Entries provided —
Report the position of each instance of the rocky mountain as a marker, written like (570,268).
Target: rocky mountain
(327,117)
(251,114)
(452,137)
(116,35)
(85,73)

Job — Repeat all of the lines above, requests included, and shift every coordinate in the answers by adding 115 to each number.

Written reply —
Report the position of each instance of the rocky mountain as a marker, written like (570,268).
Target: rocky mountain
(442,232)
(366,229)
(567,252)
(231,150)
(200,188)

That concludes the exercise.